--- Written request ---
Can you rewrite the data from the line with "Can you spot the black jeans" to the line with "599], [93, 733]]", both included, so that "coordinates" becomes "positions" and nothing else changes? Give only those lines.

--- The records ---
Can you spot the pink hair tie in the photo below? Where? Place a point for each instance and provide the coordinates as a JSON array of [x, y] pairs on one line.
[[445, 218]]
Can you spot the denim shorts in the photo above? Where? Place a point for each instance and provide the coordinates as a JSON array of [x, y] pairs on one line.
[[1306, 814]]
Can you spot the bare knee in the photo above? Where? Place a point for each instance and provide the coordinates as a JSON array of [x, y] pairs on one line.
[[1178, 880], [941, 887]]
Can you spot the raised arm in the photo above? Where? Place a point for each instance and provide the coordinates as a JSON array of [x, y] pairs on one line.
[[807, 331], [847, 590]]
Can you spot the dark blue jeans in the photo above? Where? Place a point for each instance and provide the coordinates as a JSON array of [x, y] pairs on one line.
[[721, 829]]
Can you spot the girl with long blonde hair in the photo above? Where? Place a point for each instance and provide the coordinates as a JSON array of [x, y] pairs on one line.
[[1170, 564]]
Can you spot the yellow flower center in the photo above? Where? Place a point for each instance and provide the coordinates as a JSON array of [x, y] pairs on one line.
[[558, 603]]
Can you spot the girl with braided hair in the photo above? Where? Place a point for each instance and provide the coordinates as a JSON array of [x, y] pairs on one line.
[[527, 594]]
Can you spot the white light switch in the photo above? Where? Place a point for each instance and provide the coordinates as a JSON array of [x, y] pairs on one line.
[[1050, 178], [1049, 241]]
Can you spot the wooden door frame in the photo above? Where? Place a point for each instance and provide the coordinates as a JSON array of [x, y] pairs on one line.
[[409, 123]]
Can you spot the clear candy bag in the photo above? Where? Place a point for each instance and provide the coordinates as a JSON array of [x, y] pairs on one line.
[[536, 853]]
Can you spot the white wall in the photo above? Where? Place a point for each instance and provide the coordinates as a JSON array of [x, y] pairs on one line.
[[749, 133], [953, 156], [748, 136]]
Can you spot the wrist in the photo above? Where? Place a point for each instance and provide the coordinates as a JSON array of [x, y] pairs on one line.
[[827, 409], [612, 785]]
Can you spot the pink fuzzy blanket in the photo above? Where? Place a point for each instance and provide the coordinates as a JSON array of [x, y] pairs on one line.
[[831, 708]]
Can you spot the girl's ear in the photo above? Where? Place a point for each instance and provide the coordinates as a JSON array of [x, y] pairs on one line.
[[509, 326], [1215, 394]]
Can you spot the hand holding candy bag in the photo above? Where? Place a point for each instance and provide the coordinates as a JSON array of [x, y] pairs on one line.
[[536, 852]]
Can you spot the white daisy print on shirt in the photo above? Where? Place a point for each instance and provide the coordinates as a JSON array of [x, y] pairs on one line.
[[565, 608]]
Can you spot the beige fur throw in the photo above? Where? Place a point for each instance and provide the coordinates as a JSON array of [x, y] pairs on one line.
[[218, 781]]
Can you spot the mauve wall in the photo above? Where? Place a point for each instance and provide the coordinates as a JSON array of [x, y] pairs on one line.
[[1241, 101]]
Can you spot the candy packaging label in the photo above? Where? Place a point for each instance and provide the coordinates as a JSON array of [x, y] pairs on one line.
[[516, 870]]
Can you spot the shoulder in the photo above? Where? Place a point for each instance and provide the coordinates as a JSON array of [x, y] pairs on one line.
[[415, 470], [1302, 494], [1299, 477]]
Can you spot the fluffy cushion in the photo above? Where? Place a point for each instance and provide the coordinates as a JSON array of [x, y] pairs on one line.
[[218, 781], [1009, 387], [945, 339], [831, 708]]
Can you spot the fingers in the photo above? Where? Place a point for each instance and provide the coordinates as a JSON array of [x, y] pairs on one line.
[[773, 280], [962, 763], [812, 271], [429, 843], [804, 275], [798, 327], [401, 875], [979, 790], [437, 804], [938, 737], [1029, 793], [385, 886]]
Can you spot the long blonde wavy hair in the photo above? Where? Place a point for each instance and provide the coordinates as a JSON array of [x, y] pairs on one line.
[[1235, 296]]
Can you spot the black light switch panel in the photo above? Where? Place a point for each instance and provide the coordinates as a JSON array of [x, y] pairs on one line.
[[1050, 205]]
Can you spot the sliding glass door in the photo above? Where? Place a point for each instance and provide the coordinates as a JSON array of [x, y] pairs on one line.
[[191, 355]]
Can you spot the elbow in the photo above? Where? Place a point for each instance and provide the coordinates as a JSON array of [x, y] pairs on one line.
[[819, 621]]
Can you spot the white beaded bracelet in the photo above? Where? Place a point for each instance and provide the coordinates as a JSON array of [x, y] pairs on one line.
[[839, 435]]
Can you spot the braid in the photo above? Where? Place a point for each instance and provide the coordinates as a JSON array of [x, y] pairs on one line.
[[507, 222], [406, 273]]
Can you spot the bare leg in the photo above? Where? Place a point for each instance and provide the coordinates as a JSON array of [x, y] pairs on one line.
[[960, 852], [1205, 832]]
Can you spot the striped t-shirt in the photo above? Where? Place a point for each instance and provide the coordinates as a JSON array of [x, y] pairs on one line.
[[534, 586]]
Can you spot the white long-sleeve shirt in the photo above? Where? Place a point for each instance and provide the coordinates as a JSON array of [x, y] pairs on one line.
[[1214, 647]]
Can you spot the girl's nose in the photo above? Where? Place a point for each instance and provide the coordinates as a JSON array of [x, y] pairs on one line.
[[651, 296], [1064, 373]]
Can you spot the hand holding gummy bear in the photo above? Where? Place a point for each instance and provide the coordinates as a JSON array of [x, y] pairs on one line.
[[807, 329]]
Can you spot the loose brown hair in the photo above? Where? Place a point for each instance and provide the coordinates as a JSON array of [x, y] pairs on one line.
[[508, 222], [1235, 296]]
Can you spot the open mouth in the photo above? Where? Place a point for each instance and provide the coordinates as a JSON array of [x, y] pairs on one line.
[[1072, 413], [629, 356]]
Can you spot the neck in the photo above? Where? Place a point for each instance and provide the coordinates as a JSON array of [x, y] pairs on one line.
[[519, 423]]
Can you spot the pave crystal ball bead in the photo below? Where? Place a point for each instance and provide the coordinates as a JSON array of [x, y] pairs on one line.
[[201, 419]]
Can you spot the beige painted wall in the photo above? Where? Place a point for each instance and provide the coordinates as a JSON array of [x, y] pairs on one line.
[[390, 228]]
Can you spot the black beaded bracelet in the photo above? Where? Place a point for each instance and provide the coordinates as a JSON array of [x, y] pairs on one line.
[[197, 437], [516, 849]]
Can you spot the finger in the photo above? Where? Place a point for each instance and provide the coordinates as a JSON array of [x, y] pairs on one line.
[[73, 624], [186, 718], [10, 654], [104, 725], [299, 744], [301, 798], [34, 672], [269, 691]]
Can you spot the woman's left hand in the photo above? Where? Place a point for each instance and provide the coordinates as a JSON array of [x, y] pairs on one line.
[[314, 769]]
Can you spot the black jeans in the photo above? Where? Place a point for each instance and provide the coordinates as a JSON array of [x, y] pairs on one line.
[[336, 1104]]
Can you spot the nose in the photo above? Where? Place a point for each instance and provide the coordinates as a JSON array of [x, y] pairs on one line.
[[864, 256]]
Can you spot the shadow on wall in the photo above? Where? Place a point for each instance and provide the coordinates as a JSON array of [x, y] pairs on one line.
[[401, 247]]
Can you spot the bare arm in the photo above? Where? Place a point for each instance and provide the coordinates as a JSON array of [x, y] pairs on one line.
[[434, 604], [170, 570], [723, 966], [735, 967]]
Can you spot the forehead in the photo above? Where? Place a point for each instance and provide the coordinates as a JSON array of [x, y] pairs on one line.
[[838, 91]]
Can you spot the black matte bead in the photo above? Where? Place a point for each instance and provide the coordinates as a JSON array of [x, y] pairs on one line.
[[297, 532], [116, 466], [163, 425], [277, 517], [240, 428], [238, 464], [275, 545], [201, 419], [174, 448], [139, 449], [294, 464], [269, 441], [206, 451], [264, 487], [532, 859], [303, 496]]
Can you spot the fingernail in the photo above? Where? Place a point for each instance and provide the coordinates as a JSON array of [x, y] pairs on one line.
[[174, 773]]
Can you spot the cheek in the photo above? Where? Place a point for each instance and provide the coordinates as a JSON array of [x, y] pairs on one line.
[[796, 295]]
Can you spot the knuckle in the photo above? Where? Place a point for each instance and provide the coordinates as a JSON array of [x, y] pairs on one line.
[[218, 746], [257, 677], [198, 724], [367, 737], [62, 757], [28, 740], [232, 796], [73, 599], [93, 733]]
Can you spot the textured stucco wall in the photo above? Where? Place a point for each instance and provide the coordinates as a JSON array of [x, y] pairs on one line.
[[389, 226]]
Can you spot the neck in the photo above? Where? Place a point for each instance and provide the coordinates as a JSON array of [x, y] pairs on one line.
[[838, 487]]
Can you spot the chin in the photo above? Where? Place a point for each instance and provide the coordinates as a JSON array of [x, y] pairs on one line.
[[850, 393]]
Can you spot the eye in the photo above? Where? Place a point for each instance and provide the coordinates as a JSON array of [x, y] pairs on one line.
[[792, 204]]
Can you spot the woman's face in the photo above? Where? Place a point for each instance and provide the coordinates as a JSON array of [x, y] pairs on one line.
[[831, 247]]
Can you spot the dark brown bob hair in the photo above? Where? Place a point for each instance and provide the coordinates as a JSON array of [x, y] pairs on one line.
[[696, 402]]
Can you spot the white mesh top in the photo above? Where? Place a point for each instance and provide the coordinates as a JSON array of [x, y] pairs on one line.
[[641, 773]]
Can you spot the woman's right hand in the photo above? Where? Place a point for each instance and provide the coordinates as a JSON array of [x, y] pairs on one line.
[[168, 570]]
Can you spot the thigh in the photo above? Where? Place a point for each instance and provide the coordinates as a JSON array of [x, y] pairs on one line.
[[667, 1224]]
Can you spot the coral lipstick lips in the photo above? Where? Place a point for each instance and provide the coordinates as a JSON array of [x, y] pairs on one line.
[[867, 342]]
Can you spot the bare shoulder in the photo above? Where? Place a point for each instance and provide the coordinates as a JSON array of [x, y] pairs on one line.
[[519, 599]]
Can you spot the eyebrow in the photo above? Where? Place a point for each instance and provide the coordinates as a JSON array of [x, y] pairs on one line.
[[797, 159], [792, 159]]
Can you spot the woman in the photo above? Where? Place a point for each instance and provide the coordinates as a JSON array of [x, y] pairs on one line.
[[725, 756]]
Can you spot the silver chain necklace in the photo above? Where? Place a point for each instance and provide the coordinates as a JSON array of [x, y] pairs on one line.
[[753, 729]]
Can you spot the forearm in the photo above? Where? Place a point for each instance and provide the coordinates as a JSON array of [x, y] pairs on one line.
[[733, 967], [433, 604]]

--- Complete answer ---
Can you spot the black jeans in the photo above? Where? Place a point for each instance and provide the positions as a JSON array of [x, y] pairs on one line.
[[336, 1104]]
Can you spot the nose in the photo above? Where? Place a point for each instance and provide the positions as a JSON array of [x, y] pairs on one line.
[[864, 256]]
Can you spot the shadow on wall in the photo above? Where? Place a point for each instance and provide the positions as a JSON array of [x, y] pairs on one line.
[[401, 247]]
Can you spot the bare arm in the photo above? Where? Place a point for each instance and provide the positions as a JSON array of [x, y] pairs on one line.
[[434, 604], [170, 570], [723, 966], [735, 967]]
Can you spot the forehead in the photo above? Where? Place a point for each instance and provide the positions as a JSON array of [x, y] pairs on one line.
[[838, 91]]
Can you spot the black matte bead in the photo above? Where? Place a point for each instance and provide the positions as a JSON array of [x, y] pairs on one line.
[[297, 532], [116, 466], [163, 425], [277, 517], [240, 428], [238, 464], [275, 545], [201, 419], [174, 448], [139, 449], [294, 464], [269, 441], [206, 451], [264, 487], [532, 859], [303, 496]]
Can you spot the fingernail in the photo above? Where? Place a point for each instance and provide the positions as a JSON array of [x, y] pairs on one line.
[[174, 773]]
Can you spot the cheek in the photo above? Where? Place a point for each instance and provide the positions as a JSON array of [x, y] pairs on one line.
[[796, 295]]
Can you spot the knuckle in the photo above? Where? Place a point for each instance and provide the positions as a JSON array of [x, y] pairs on one line.
[[218, 746], [257, 677], [198, 724], [367, 737], [62, 757], [28, 740], [232, 796], [73, 599], [93, 733]]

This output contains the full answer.